(Saved data entries)
□ □ □ □

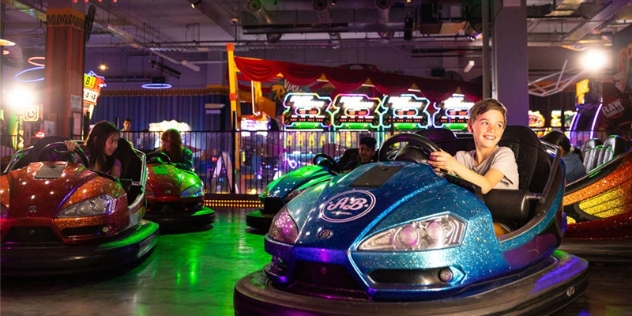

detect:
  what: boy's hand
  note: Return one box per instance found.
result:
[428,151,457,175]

□ □ □ □

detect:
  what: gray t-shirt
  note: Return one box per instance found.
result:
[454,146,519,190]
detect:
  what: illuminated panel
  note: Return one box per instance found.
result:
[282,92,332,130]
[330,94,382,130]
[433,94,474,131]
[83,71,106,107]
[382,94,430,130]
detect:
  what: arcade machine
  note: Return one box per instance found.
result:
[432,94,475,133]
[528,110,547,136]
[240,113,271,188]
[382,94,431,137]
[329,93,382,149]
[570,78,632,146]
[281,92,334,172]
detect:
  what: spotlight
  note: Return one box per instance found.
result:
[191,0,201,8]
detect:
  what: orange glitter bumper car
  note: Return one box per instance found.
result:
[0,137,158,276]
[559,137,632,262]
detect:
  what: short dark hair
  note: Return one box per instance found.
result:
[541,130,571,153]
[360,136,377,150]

□ □ □ □

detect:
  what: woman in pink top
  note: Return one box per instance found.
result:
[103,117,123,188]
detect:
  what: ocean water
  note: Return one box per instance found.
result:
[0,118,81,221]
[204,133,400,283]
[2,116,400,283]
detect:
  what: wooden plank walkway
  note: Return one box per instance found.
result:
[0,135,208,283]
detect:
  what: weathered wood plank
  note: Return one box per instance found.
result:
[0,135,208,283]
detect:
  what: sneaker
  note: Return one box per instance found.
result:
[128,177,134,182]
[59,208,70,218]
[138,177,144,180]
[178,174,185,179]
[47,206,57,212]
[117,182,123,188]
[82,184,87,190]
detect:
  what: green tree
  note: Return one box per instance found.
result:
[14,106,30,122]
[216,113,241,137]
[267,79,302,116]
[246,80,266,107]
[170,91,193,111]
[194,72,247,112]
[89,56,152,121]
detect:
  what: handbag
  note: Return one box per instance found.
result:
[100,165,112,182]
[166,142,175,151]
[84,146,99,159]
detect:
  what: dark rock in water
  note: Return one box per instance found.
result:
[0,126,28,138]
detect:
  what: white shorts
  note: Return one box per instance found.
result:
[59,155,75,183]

□ □ □ □

## TASK TO CARRY OUT
Among the records, how many lines include the string "water"? State the number and add nothing.

## SOLUTION TO THIS EXERCISE
2